**Task statement**
From the records below, extract each line that contains the string "trunk". Case counts.

#### Supplied information ####

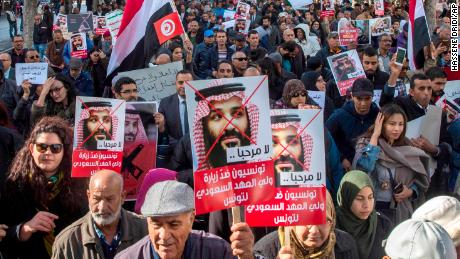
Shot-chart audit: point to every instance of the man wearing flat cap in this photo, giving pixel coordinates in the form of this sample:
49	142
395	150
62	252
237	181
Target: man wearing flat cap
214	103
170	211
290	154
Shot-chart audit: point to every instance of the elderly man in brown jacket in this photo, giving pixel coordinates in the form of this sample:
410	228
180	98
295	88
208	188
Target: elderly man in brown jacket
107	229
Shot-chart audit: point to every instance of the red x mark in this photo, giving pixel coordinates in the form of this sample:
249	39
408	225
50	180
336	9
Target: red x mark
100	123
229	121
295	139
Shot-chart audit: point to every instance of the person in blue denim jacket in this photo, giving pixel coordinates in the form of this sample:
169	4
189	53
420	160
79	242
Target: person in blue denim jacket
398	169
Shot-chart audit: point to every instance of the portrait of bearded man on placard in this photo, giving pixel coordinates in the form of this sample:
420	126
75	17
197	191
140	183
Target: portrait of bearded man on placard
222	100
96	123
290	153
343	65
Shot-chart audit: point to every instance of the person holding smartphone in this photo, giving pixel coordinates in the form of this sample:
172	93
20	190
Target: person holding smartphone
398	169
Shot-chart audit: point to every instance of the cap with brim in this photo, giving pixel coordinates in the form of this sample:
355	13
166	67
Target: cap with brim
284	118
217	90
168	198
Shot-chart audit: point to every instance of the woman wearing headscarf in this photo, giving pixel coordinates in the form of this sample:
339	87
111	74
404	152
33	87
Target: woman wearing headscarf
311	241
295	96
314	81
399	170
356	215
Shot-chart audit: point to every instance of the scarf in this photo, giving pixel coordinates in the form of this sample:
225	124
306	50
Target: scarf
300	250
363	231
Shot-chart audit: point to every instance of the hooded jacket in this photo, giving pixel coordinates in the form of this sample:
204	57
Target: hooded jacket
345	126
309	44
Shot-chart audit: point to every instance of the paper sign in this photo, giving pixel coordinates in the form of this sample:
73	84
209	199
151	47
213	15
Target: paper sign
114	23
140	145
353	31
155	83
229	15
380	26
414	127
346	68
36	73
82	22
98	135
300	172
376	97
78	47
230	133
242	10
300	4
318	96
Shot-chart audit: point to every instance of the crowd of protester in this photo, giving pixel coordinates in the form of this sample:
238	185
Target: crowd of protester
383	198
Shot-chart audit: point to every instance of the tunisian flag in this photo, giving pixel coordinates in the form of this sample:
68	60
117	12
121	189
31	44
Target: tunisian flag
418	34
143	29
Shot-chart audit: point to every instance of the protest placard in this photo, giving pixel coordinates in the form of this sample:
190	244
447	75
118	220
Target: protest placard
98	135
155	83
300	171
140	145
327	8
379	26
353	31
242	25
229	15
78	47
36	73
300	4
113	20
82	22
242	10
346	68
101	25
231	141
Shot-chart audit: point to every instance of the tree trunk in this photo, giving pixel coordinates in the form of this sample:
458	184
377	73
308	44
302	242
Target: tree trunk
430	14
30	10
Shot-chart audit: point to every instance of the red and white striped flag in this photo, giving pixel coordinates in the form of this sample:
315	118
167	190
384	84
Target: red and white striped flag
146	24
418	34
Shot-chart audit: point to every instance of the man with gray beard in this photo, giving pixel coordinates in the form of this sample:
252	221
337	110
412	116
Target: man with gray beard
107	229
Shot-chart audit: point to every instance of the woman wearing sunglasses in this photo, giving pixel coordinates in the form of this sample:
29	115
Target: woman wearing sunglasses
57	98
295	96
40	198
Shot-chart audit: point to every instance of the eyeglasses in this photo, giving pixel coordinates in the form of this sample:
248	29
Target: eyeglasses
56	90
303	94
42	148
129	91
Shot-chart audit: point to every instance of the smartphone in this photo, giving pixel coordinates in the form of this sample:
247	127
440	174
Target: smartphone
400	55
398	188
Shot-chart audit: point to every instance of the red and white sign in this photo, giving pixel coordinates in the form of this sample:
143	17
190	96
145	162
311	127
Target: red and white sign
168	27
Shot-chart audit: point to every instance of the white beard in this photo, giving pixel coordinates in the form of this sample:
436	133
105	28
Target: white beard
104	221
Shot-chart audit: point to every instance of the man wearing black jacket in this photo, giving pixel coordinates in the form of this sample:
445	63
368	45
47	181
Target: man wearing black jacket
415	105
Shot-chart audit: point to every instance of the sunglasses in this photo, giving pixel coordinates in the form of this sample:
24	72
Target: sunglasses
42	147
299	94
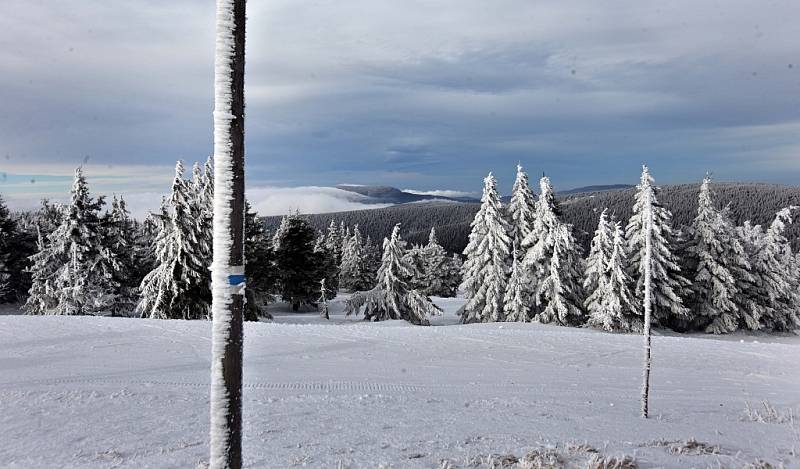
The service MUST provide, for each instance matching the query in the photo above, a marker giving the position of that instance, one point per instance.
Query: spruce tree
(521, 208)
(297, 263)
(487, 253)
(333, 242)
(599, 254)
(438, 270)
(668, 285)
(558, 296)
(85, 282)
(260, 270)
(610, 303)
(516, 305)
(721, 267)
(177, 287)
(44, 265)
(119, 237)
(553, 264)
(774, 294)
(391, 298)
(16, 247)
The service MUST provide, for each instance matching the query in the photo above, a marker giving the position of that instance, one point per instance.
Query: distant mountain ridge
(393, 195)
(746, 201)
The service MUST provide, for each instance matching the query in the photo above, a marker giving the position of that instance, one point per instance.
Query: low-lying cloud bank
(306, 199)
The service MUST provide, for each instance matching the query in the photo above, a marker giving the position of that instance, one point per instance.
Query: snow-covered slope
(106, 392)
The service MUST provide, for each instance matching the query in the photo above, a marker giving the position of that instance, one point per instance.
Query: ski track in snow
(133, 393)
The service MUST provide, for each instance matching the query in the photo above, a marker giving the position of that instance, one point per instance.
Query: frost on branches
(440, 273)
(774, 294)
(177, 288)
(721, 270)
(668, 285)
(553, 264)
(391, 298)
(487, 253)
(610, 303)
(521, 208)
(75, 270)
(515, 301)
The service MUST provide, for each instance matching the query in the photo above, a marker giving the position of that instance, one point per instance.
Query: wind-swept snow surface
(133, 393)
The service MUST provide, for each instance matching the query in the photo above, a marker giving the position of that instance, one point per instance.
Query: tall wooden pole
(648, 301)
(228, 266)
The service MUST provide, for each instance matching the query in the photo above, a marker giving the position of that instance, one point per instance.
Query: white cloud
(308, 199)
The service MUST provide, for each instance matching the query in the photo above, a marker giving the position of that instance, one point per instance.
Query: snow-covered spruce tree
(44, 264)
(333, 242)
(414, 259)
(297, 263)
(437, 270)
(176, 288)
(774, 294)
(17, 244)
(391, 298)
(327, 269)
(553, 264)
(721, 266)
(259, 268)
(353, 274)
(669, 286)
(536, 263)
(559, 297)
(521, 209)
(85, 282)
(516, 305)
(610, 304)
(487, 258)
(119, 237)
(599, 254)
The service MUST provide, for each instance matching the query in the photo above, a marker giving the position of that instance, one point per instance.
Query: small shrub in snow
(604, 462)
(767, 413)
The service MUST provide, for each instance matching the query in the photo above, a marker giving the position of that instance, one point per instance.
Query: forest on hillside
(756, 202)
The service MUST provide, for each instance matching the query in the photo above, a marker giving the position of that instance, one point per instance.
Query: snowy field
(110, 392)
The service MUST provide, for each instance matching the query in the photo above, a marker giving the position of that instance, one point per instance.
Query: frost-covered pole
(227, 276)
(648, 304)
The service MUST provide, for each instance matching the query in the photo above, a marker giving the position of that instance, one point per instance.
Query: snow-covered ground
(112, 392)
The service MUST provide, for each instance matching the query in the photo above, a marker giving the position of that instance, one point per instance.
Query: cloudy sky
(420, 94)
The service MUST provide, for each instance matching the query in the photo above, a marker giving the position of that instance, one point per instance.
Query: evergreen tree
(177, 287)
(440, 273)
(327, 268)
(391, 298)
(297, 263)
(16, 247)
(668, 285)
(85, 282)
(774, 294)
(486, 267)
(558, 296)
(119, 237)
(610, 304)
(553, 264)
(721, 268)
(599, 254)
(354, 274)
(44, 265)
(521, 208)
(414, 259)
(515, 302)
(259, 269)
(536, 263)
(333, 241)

####

**The completed task**
Shot-chart audit: point to every instance of the tree trunk in this photo, giving pixel coordinates in the form of this sample:
Target: tree trunk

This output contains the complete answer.